Task description
Rewrite the records from the line with "target = arched window" through the end of the records, keeping every line and leaving the requests as they are. Increase each box coordinate in the answers by 27.

>> begin Supplied data

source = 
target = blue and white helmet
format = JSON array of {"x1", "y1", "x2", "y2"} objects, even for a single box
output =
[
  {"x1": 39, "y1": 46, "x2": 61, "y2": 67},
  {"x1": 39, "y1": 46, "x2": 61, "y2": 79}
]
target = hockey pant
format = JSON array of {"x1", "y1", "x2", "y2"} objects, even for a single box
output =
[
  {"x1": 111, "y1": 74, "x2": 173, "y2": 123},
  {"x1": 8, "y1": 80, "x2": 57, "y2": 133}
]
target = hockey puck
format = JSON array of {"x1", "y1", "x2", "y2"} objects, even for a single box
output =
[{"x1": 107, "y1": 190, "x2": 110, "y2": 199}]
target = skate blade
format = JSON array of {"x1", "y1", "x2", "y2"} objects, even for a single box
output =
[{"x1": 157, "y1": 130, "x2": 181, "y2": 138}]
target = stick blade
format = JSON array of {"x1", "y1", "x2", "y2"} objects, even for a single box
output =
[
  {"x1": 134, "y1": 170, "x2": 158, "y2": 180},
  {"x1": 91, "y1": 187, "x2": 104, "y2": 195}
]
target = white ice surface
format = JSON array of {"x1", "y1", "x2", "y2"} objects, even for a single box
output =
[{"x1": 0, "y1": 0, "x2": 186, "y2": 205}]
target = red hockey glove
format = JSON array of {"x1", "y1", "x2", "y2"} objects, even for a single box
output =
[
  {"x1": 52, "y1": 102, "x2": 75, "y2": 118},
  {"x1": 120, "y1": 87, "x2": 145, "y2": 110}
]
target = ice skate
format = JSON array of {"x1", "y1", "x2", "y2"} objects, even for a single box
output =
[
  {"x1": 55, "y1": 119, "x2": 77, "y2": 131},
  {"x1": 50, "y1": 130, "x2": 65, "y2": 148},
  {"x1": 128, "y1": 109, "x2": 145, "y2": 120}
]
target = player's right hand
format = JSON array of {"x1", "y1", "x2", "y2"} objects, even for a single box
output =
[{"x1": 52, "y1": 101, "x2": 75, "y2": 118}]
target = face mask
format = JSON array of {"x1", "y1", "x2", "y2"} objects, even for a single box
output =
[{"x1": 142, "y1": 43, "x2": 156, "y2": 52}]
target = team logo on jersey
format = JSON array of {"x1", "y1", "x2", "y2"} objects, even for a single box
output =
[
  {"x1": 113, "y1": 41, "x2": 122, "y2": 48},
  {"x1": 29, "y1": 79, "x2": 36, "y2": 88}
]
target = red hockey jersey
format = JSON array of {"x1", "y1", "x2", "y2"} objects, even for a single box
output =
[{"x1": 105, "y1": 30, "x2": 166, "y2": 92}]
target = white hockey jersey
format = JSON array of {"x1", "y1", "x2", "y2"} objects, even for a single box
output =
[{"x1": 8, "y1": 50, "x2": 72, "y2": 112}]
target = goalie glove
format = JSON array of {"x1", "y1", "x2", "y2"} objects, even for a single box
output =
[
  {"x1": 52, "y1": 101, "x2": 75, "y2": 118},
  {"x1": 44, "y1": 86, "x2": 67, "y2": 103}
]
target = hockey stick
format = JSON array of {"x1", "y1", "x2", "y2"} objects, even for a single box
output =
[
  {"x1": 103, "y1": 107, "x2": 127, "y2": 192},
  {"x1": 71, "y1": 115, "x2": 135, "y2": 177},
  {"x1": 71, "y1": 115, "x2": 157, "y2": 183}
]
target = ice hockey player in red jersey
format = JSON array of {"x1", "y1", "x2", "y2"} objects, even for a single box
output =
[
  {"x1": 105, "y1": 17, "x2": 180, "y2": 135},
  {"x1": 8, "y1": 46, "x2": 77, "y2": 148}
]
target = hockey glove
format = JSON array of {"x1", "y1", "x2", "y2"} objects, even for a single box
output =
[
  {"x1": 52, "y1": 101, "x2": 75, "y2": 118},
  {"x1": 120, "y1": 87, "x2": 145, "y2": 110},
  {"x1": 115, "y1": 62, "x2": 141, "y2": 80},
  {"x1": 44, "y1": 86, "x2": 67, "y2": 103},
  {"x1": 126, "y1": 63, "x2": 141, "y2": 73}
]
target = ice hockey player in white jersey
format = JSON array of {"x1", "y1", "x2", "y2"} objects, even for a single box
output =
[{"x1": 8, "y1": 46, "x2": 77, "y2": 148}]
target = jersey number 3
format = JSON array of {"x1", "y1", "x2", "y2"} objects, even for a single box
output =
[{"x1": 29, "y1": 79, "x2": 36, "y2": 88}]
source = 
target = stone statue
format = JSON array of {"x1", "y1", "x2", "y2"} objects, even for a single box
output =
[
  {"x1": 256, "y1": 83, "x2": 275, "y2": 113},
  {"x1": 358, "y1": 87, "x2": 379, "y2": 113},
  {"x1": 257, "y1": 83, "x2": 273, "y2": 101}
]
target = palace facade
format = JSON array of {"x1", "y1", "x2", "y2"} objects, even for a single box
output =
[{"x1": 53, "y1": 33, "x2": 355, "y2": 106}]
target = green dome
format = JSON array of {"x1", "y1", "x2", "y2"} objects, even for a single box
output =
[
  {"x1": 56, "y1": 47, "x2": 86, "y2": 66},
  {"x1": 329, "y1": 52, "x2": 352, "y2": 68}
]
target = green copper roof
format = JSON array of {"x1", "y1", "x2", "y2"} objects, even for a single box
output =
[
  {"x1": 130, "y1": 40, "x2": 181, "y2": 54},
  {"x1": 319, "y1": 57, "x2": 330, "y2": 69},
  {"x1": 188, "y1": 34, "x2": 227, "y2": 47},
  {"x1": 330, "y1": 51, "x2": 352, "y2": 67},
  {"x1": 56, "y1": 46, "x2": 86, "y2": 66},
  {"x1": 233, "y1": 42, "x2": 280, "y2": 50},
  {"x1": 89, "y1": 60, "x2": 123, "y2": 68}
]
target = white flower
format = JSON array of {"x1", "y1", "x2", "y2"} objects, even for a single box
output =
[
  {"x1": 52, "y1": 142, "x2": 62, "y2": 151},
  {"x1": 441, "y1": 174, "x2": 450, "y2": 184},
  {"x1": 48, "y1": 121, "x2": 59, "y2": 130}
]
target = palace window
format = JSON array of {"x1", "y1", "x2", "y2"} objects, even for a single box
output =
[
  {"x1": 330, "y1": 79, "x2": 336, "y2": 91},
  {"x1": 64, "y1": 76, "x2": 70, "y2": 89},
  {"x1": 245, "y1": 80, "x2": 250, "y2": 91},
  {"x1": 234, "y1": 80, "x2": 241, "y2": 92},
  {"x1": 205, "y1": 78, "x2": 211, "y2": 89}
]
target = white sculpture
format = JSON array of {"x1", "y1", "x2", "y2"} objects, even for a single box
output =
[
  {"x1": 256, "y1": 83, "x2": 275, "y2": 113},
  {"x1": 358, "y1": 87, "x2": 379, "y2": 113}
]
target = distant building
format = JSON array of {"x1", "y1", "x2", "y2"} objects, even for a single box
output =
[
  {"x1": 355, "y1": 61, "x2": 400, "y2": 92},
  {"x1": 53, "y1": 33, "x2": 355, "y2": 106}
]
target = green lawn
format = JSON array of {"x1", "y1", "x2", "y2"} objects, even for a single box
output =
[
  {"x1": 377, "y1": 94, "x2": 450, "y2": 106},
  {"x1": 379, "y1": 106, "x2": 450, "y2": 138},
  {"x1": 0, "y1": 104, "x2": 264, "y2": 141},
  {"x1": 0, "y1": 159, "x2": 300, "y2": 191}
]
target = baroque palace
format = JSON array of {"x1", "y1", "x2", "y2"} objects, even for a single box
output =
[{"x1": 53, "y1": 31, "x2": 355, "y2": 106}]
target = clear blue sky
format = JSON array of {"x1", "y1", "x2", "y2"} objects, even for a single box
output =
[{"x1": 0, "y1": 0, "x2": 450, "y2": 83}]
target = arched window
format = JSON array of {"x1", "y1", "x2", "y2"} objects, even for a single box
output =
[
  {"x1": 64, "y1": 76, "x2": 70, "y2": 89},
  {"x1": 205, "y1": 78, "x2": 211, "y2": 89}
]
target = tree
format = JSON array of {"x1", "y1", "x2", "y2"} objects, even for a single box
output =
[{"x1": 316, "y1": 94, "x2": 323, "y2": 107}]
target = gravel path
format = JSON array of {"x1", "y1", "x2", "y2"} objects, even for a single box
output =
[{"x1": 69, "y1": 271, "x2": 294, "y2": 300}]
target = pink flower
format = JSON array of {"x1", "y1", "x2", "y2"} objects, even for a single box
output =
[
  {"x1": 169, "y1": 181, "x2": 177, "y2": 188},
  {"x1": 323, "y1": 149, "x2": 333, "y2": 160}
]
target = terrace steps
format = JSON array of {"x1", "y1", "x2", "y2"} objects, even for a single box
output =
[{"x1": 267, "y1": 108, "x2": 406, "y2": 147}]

>> end Supplied data

Response
target = arched window
format = JSON array of {"x1", "y1", "x2", "y2"} objects, even for a single box
output =
[
  {"x1": 91, "y1": 103, "x2": 97, "y2": 116},
  {"x1": 232, "y1": 105, "x2": 238, "y2": 116}
]
target = tree
format = JSON array of {"x1", "y1", "x2", "y2"} objects, even for a single box
output =
[{"x1": 343, "y1": 121, "x2": 350, "y2": 134}]
target = gravel path
format = JSON array of {"x1", "y1", "x2", "y2"} objects, even for a single box
output =
[{"x1": 96, "y1": 298, "x2": 321, "y2": 327}]
target = pink flower
format = JSON array of {"x1", "y1", "x2", "y2"} objects, even for a single box
output =
[
  {"x1": 196, "y1": 208, "x2": 204, "y2": 215},
  {"x1": 350, "y1": 176, "x2": 360, "y2": 187}
]
target = terrace steps
format = JSON array of {"x1", "y1", "x2", "y2"} objects, even for a single box
output =
[{"x1": 294, "y1": 135, "x2": 433, "y2": 174}]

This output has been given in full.